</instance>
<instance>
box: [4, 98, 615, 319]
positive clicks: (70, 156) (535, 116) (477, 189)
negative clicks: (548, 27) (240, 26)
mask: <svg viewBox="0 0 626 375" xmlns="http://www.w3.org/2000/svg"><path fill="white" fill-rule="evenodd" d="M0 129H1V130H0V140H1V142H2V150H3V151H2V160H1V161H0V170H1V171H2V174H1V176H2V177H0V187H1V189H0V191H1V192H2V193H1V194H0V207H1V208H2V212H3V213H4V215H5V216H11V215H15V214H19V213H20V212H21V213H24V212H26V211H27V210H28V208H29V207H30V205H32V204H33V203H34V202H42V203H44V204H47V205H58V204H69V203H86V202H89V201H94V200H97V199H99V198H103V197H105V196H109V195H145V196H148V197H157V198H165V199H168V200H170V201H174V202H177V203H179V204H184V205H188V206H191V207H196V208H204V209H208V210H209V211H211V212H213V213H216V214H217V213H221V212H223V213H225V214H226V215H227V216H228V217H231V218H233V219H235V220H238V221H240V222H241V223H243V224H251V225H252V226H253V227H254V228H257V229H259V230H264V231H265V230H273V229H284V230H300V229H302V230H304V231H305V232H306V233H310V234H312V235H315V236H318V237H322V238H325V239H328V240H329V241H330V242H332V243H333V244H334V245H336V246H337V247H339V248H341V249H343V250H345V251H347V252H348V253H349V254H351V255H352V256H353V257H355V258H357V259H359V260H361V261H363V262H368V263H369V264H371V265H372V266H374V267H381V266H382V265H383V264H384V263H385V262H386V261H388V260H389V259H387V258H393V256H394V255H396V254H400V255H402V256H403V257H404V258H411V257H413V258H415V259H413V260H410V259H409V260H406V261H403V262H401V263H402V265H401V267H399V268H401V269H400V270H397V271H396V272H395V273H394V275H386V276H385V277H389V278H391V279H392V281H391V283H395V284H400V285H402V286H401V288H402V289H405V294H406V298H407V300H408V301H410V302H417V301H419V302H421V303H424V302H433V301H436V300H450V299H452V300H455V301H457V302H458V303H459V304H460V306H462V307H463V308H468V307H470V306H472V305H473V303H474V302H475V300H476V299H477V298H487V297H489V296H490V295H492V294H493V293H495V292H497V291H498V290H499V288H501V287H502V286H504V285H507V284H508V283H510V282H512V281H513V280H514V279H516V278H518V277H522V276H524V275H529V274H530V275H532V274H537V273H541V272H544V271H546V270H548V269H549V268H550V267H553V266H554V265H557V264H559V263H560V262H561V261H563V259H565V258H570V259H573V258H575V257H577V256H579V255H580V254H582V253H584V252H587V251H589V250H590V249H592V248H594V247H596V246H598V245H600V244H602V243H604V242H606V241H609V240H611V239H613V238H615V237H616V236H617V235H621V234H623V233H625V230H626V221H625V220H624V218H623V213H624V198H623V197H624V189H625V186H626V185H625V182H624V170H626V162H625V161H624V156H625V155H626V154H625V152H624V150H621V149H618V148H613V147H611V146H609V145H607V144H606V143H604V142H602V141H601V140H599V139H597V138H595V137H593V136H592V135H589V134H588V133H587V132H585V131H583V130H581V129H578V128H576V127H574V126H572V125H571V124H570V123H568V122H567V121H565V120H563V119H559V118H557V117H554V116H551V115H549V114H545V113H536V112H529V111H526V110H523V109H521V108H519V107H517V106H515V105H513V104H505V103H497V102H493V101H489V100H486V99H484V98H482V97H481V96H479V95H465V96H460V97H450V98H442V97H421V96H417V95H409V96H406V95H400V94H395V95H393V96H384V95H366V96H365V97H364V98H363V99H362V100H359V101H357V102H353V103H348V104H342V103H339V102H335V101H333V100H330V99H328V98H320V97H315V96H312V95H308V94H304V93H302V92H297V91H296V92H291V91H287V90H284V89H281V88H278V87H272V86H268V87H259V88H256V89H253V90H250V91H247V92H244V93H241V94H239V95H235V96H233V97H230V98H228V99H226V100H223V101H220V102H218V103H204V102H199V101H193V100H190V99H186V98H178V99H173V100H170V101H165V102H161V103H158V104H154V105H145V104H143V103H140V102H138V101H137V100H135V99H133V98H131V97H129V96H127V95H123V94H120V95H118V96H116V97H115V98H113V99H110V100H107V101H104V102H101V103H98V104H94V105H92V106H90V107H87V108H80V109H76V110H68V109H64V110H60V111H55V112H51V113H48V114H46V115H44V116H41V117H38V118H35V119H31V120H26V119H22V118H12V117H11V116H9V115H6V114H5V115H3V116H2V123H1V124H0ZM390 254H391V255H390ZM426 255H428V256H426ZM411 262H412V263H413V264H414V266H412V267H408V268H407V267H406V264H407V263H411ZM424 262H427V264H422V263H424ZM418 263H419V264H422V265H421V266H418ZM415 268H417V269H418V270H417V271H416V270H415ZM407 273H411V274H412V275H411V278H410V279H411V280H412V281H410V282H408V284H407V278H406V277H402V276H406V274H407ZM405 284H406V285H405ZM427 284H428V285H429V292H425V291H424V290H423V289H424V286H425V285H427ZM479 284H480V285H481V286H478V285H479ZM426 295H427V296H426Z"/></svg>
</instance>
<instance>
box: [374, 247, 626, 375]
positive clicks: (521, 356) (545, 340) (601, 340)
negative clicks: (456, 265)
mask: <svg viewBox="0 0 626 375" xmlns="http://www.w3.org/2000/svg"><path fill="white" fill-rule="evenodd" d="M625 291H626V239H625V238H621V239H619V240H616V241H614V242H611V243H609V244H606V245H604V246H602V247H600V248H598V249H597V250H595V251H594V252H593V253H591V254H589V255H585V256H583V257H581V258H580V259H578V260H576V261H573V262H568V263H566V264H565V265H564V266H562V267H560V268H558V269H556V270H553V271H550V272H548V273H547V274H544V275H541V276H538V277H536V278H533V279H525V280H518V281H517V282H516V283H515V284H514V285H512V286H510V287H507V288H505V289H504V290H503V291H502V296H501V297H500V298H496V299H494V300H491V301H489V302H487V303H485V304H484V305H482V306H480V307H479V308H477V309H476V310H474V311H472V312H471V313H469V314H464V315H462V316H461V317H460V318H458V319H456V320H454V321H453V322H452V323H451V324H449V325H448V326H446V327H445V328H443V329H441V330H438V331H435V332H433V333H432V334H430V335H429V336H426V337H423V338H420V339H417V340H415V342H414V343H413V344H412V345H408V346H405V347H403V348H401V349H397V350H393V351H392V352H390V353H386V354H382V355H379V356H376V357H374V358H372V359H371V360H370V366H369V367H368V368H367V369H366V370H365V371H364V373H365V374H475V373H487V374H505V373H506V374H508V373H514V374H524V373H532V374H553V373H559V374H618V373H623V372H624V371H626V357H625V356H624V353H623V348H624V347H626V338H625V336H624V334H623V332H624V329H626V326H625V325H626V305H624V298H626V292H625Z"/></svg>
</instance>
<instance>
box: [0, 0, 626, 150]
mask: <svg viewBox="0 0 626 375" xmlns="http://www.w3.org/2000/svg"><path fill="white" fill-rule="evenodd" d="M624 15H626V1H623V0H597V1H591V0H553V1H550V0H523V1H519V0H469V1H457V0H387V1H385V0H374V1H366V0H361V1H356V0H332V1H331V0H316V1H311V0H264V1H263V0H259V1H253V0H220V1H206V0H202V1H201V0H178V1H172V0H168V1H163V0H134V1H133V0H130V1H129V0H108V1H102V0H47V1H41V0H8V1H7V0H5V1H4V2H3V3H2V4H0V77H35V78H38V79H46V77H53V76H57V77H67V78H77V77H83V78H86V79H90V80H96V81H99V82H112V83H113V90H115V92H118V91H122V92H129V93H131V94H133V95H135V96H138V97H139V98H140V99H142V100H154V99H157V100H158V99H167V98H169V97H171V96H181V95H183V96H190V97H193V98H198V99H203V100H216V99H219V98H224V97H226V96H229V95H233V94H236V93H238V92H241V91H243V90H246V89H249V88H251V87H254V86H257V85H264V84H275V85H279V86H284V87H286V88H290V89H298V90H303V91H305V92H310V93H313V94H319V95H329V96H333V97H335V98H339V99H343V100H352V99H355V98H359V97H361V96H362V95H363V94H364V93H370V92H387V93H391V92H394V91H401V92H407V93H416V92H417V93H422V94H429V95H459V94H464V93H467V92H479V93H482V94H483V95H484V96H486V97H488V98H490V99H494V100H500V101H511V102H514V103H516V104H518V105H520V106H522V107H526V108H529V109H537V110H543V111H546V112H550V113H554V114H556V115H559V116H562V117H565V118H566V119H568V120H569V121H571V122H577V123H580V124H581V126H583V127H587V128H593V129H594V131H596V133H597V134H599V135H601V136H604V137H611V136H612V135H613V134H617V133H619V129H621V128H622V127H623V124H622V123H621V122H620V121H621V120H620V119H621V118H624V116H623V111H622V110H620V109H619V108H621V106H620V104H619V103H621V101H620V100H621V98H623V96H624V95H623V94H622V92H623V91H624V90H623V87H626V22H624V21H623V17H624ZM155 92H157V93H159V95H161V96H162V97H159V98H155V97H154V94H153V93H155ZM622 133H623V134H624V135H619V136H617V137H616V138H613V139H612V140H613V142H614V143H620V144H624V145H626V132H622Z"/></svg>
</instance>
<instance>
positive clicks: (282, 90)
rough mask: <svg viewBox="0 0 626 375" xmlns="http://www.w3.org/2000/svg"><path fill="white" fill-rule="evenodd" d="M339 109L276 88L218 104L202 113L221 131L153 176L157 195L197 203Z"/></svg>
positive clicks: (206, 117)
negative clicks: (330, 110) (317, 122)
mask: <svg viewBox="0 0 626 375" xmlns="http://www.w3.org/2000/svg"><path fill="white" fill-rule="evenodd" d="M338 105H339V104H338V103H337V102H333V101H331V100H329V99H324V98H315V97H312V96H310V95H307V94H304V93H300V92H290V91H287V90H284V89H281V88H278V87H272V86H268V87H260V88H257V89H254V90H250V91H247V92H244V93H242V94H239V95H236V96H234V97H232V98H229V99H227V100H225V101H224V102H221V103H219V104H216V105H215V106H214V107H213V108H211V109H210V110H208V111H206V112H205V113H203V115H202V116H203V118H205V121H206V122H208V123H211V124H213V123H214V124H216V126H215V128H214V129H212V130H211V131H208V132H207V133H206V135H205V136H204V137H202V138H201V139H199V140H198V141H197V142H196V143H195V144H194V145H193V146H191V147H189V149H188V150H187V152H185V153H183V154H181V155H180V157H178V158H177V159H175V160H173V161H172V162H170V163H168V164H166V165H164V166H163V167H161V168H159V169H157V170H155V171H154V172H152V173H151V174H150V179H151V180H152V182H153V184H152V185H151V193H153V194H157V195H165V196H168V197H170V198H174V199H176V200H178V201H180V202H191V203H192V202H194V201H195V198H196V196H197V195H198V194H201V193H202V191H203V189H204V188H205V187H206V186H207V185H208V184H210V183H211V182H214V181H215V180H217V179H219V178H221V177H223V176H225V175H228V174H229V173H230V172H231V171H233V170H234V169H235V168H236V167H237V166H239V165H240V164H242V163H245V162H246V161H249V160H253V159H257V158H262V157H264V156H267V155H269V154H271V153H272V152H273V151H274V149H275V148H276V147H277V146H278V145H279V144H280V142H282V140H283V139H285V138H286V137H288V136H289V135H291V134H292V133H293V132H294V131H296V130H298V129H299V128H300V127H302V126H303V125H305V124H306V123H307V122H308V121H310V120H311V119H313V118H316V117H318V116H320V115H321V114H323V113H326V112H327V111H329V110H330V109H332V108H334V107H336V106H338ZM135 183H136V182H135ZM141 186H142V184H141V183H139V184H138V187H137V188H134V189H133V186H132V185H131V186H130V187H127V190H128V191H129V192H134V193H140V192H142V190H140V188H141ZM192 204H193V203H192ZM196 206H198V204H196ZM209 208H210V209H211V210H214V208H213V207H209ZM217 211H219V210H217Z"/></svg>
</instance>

◇ ◇ ◇ ◇ ◇ ◇ ◇

**EXERCISE REQUIREMENTS:** The first line of the data, the line with "positive clicks: (70, 156)", and all lines in between are to be copied exactly. Leave out everything else.

**OUTPUT OF THE EXERCISE:**
</instance>
<instance>
box: [4, 98, 615, 319]
positive clicks: (70, 156) (535, 116) (477, 189)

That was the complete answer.